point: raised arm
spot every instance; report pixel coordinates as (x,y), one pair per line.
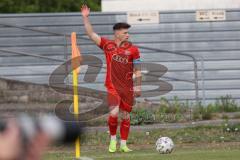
(88,27)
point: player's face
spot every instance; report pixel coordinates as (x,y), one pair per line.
(122,34)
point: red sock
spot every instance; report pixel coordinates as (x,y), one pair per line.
(124,129)
(112,124)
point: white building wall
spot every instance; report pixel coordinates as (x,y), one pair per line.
(166,5)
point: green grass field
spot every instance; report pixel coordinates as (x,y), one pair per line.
(196,143)
(213,153)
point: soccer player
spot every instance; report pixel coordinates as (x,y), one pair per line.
(123,59)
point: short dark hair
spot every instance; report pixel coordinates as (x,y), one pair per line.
(121,25)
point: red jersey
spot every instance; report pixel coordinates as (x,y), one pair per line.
(119,63)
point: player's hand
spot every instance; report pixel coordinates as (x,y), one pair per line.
(85,10)
(137,91)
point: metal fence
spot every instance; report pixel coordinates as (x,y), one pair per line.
(202,57)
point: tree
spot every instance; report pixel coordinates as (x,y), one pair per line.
(40,6)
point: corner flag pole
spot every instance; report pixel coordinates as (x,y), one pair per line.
(76,65)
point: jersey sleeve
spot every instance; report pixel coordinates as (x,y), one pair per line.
(136,56)
(103,42)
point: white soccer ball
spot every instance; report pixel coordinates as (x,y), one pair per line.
(164,145)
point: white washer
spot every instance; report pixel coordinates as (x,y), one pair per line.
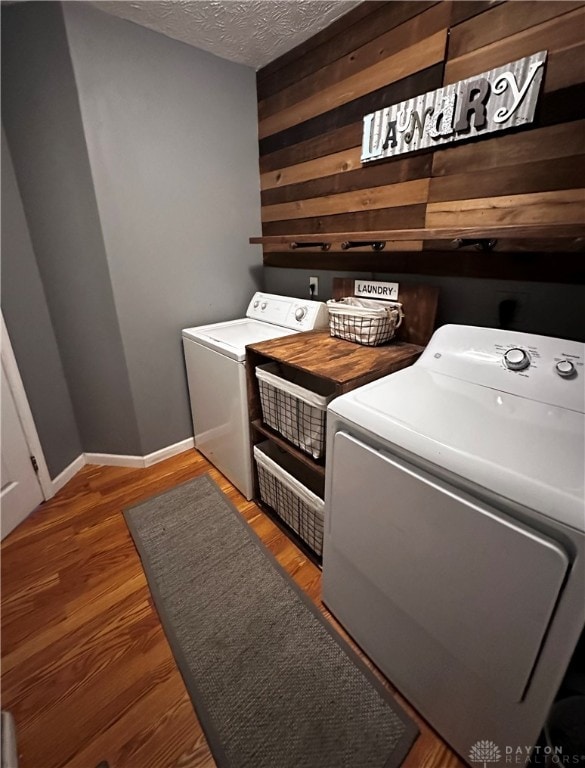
(215,357)
(455,529)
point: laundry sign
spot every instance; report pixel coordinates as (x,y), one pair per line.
(375,289)
(493,101)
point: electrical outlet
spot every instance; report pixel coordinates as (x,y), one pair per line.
(511,307)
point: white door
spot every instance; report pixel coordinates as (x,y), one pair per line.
(22,488)
(21,491)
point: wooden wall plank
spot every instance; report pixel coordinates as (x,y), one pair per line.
(337,140)
(422,26)
(396,67)
(559,207)
(555,35)
(354,110)
(540,175)
(339,162)
(462,10)
(546,143)
(408,216)
(566,68)
(417,167)
(390,196)
(568,268)
(355,29)
(311,110)
(502,22)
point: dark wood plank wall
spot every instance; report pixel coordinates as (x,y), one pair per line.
(310,108)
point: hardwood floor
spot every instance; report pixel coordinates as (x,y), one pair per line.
(86,668)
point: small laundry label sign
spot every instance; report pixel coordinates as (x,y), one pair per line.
(492,101)
(375,289)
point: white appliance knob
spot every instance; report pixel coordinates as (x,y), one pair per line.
(565,368)
(516,359)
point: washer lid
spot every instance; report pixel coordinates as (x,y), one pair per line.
(230,338)
(529,452)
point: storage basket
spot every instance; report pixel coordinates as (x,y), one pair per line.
(293,502)
(364,321)
(292,408)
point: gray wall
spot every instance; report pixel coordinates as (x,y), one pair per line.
(549,309)
(172,138)
(29,325)
(137,162)
(43,126)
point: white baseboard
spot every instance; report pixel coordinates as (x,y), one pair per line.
(68,473)
(114,460)
(170,450)
(120,460)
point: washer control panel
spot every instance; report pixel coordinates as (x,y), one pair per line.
(298,314)
(541,368)
(516,359)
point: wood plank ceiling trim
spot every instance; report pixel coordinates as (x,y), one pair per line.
(395,67)
(353,111)
(381,48)
(355,29)
(502,22)
(312,181)
(555,36)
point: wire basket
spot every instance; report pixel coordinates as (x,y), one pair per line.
(364,321)
(293,502)
(292,409)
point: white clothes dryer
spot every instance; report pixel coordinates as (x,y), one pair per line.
(454,547)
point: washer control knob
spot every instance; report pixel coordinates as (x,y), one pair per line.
(565,368)
(516,359)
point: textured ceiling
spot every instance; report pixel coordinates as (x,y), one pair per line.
(251,33)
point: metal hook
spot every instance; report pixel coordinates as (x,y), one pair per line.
(376,245)
(322,246)
(480,244)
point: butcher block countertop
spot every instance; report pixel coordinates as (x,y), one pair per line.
(347,364)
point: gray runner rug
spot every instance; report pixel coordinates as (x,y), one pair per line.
(273,685)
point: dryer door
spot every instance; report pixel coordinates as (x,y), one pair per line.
(454,574)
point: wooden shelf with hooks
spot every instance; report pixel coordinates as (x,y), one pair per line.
====
WORK INSTRUCTIONS:
Omit the pictures, then retype the remaining material without a single change.

ANSWER BELOW:
point: raised arm
spot every instance; report pixel coordinates as (x,y), one pair per line.
(88,27)
point: player's face
spot every instance; report pixel coordinates as (x,y), one pair per line.
(122,34)
point: red sock
spot every instance; report pixel coordinates as (x,y), one pair per line.
(124,129)
(112,124)
point: white building wall
spot every instance; report pixel coordinates as (x,y), one pair per line.
(166,5)
point: green grass field
spot every instance; report pixel coordinates as (x,y), one pair per line.
(196,143)
(213,153)
point: soccer player
spot every instance; report pixel coordinates as (x,y), one pair per line.
(123,59)
point: short dark hair
spot every instance; report pixel coordinates as (x,y), one pair per line.
(121,25)
point: red jersey
spot every instance; report pixel coordinates as (x,y), one pair per line.
(119,63)
point: player's hand
spot every instance; report pixel coordinates as (x,y), one pair per line.
(85,10)
(137,91)
point: metal fence
spot every instance; report pixel coordinates as (x,y), one pair per line.
(202,57)
point: tree
spot every instance; report pixel coordinates as (x,y), one pair per line.
(40,6)
point: corner flag pole
spot every instance; report pixel coordinates as (x,y), one pair per line.
(76,65)
point: jersey sleeve
spot every instance; report pixel coordinates as (x,y), one pair per line.
(136,56)
(103,42)
point: white soccer ball
spot every instance; report pixel coordinates as (x,y), one pair per line.
(164,145)
point: white washer
spot every instance; report pixel coordinates as (x,y), one pair per line.
(215,357)
(455,529)
point: laundry sign
spot every instance; report pixel coordinates as (x,y), one pair per line.
(375,289)
(493,101)
point: electrical outlet
spot every instance; report pixel coordinates as (x,y), one pair per line.
(511,307)
point: white door
spot every instance; report pixel coordinates as (x,y), one pair per line.
(22,488)
(21,491)
point: wooden wall plank
spot every instance; report pixel coordinates as (x,y), one pair per line.
(337,140)
(422,26)
(396,67)
(559,207)
(555,35)
(354,110)
(540,175)
(339,162)
(462,10)
(546,143)
(408,216)
(566,68)
(417,167)
(390,196)
(568,268)
(355,29)
(311,110)
(502,22)
point: dark wood plank wall
spot every instance; report pixel coordinates as (x,y), one pair per line.
(310,108)
point: hardwood floor
spot every instance; report pixel coordinates as (x,y), one pair per line.
(86,668)
point: small laundry label sign
spot every instance; report pixel coordinates as (x,y), one pair per line.
(492,101)
(375,289)
point: white appliance knob
spot every instance; report pixel coordinates as (x,y), one pair per line.
(565,368)
(516,359)
point: washer lid
spot every instance; report pixel coordinates as (x,y), one pair per line.
(230,338)
(529,452)
point: storage basket
spot every instance; report pixel coordinates as (x,y), one pair per line.
(293,502)
(364,321)
(292,408)
point: gray wall
spot every instance; report pixel coordinates as (x,y), one pair per line.
(549,309)
(172,138)
(29,325)
(137,162)
(43,126)
point: white baseboard
spot every instance; report pixel coordinates as (x,y), one pair per line.
(68,473)
(114,460)
(170,450)
(120,460)
point: washer control panel
spot every instance; report pixel coordinates as (x,y), one pair per line.
(298,314)
(541,368)
(516,359)
point: wood plank ceiling trim
spot every instance; report pixel coordinates as (x,y), one pair per line.
(395,67)
(353,111)
(381,48)
(355,29)
(502,22)
(312,181)
(555,36)
point: wire basket
spot every instance; report pixel coordinates as (x,y), one pair per line.
(364,321)
(293,502)
(292,409)
point: white clothes dryer
spot every instance; report pixel coordinates as (x,y), one pair per line.
(454,547)
point: washer control knob
spot every instance; report pixel coordinates as (x,y), one pair per line.
(565,368)
(516,359)
point: textured ceiling
spot every instance; report pixel coordinates as (x,y), one pair per line.
(251,33)
point: metal hook
spot every instance; report pixel coordinates as (x,y), one pair per line.
(376,245)
(322,246)
(480,244)
point: butcher block countertop
spot every instance; report pixel coordinates as (x,y), one pair per line.
(347,364)
point: gray runner rug
spot every instance; report pixel coordinates as (x,y), one pair per line.
(273,685)
point: dryer door
spot every instance; report pixel coordinates as (x,y), one pair per line.
(454,574)
point: wooden shelf with hooks
spot every instance; report pixel coordinates as (x,y), one pair per line.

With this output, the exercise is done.